The entries below contain pictures. Retype everything except those pictures, exactly as given.

__Location identification items__:
================================

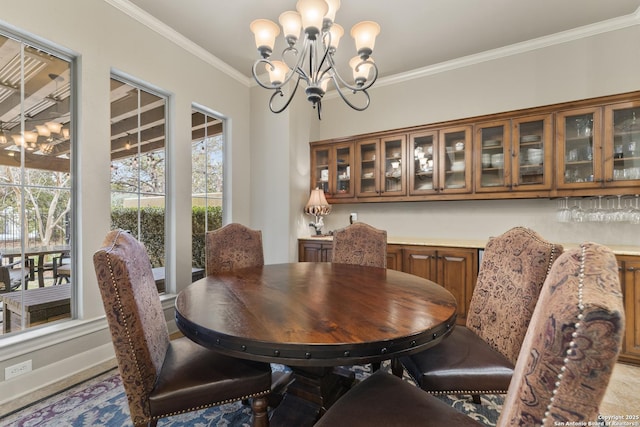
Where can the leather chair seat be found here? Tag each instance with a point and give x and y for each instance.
(186, 379)
(404, 405)
(462, 363)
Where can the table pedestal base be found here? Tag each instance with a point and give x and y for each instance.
(311, 393)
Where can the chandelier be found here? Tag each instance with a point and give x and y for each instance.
(311, 59)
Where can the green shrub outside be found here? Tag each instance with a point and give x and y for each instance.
(152, 229)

================================

__Full solution__:
Where can the leather chair seat be found here? Tag each instance with a point and give x and y for each instance.
(186, 379)
(404, 405)
(462, 363)
Where can the table pedestal base be found here? Tag each instance with a point and give x and y for each instance.
(311, 393)
Where can the chandelier be found here? Tag each instance with a point and give x and y for each instance.
(311, 59)
Where can the green shrub outside be found here? Tag each instance with a point and give x and y for each instance.
(152, 229)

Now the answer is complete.